==== Exercise input ====

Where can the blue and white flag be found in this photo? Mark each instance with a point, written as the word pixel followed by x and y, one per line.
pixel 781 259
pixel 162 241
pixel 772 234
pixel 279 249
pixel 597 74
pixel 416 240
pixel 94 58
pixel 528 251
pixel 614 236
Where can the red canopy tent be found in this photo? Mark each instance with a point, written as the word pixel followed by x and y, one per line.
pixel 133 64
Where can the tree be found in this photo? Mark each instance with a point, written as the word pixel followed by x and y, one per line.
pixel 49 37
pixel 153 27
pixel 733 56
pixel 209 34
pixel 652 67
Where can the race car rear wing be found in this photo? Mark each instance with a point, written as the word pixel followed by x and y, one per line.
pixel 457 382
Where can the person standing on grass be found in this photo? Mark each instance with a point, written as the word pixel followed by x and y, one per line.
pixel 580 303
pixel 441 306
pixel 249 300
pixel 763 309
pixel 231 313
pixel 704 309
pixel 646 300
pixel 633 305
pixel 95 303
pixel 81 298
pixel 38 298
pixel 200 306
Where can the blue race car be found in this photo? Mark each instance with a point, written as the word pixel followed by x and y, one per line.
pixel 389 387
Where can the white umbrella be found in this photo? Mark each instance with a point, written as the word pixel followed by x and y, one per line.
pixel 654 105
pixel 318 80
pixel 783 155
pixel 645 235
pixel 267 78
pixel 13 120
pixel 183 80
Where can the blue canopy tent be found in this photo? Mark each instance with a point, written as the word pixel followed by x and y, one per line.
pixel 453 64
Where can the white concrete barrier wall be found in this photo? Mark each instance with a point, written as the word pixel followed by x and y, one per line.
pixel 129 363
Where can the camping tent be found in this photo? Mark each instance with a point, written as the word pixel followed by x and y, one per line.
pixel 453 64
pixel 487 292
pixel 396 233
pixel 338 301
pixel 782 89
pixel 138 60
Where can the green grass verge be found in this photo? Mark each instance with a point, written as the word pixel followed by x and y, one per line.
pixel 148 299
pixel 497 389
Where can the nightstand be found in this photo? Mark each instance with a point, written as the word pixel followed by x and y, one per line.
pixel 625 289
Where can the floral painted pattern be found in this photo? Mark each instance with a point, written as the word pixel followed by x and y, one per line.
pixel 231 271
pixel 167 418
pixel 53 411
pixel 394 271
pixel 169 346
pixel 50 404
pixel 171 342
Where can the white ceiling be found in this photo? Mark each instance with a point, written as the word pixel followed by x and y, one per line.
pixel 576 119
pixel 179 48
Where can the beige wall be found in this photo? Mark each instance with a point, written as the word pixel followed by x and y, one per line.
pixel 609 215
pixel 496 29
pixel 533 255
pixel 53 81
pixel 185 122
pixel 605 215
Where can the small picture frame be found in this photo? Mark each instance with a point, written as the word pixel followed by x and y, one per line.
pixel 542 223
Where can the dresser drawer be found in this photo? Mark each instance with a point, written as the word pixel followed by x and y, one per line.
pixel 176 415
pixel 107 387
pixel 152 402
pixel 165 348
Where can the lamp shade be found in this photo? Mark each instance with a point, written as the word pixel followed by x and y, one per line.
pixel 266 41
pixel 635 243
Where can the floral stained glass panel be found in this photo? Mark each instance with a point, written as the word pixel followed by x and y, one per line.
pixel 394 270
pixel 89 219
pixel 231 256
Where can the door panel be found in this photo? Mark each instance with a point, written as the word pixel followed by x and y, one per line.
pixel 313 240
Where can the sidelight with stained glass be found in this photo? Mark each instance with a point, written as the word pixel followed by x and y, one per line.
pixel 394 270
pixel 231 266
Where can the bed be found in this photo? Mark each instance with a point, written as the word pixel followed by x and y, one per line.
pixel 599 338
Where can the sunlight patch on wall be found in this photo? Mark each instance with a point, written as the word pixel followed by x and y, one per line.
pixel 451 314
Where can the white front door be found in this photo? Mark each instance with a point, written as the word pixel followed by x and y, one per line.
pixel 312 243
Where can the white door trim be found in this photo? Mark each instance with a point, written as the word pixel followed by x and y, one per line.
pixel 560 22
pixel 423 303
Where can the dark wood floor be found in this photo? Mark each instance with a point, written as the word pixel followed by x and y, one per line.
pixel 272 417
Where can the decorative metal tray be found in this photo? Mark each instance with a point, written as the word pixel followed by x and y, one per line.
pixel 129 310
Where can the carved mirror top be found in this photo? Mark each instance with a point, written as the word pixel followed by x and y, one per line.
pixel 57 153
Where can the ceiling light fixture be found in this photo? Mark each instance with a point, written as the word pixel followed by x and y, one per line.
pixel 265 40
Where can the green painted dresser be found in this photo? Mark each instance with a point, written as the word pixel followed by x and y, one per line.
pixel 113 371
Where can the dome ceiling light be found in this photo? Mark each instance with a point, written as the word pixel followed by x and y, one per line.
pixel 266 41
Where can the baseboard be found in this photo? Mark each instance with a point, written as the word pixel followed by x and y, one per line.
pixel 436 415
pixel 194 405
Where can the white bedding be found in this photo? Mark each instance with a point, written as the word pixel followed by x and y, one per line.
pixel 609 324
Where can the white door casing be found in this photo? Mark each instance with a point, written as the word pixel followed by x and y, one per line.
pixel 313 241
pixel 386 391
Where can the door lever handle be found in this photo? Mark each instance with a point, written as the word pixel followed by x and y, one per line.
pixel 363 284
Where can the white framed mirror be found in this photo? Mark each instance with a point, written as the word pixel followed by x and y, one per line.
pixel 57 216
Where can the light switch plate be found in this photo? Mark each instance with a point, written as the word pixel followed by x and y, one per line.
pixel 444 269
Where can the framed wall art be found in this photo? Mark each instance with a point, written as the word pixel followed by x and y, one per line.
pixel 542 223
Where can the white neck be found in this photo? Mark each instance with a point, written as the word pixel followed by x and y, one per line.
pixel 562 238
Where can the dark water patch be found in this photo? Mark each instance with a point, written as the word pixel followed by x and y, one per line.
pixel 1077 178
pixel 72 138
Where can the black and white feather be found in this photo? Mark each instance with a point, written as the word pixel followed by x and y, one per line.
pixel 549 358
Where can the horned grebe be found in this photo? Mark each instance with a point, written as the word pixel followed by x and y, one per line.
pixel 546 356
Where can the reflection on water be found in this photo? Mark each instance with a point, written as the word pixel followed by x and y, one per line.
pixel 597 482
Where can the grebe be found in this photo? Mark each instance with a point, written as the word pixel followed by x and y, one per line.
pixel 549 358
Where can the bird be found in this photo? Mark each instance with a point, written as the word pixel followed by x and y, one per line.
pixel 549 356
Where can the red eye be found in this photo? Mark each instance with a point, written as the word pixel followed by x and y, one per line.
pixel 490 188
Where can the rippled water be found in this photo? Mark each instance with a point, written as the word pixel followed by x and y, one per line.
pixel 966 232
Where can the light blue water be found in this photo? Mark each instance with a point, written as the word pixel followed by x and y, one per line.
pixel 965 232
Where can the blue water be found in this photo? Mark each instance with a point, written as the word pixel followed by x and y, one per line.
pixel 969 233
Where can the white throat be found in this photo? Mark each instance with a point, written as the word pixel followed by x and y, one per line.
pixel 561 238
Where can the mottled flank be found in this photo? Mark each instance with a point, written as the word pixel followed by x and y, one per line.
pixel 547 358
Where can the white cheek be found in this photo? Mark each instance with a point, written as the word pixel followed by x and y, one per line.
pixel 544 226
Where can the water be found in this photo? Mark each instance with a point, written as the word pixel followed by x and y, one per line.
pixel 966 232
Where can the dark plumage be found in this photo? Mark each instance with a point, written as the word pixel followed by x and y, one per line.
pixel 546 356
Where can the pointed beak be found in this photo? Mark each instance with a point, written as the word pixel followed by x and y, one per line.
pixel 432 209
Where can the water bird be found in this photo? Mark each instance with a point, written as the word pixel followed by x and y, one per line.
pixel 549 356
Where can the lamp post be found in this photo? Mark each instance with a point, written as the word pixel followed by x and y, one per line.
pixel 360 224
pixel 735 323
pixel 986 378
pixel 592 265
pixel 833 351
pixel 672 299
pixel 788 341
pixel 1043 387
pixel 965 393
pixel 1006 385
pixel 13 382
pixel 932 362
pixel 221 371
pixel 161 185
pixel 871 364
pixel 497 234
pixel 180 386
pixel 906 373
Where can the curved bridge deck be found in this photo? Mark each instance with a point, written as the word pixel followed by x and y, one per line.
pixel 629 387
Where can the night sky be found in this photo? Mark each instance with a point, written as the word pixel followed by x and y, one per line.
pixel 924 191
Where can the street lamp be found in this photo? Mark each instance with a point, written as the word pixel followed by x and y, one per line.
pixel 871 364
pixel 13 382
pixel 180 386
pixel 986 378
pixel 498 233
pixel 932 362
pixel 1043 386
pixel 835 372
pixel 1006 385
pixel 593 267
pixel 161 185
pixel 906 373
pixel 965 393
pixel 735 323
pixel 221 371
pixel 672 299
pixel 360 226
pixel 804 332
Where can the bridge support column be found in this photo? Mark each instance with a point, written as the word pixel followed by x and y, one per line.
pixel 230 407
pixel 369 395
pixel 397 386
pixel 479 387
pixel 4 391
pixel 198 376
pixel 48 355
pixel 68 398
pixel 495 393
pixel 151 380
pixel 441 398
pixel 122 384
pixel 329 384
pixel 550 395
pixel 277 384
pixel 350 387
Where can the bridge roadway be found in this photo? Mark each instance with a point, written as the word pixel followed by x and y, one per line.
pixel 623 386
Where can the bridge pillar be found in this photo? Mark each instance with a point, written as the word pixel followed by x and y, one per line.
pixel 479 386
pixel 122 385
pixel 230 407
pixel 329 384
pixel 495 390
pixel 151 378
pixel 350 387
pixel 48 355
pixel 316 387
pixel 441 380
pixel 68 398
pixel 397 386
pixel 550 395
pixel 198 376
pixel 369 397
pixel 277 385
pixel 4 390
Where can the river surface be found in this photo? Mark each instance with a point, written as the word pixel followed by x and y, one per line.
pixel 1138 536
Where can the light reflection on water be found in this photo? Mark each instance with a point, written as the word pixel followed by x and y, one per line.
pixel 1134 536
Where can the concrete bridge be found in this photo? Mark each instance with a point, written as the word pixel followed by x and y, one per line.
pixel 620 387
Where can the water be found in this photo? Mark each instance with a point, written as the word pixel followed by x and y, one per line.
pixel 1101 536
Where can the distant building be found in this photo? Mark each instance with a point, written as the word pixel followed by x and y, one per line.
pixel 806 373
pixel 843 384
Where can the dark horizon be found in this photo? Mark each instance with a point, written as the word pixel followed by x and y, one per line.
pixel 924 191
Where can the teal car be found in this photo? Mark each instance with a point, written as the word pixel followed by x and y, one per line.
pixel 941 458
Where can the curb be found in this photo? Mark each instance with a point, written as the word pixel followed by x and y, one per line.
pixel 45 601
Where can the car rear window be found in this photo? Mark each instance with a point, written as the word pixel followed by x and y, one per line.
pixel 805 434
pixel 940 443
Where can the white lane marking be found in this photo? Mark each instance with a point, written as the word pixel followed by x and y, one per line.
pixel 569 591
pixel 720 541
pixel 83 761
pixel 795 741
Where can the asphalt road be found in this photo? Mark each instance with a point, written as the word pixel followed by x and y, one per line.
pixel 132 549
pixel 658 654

====

**Task objective:**
Pull out the listing above, starting at its first line and stopping after the line that contains "pixel 389 387". Reproduce every line word for word.

**Solution to this task:**
Where can the blue and white flag be found in this photo? Mark each instance with a point, written as the word pixel followed by x and y, one per line.
pixel 781 259
pixel 162 241
pixel 772 234
pixel 279 249
pixel 597 74
pixel 416 240
pixel 94 58
pixel 528 251
pixel 614 236
Where can the red canopy tent be found in this photo? Mark each instance with a point, written as the word pixel followed by x and y, one per line.
pixel 133 64
Where can the tree be found in this photo? Mark each instance with a point, written as the word pixel followed by x and y, one per line.
pixel 49 37
pixel 153 27
pixel 733 56
pixel 209 34
pixel 652 67
Where can the race car rear wing be found in this photo? Mark each instance with a point, written as the word pixel followed by x and y, one per line.
pixel 457 382
Where can the person standing on grass be found in this photo? Mark each instance with a point, written as the word pixel followed by x and y, one per line.
pixel 580 303
pixel 441 306
pixel 249 300
pixel 763 309
pixel 231 313
pixel 704 309
pixel 646 300
pixel 633 305
pixel 95 303
pixel 81 298
pixel 38 298
pixel 200 306
Where can the blue race car be found in this photo? Mark each instance with a point, written as the word pixel followed by x and y, one per line.
pixel 389 387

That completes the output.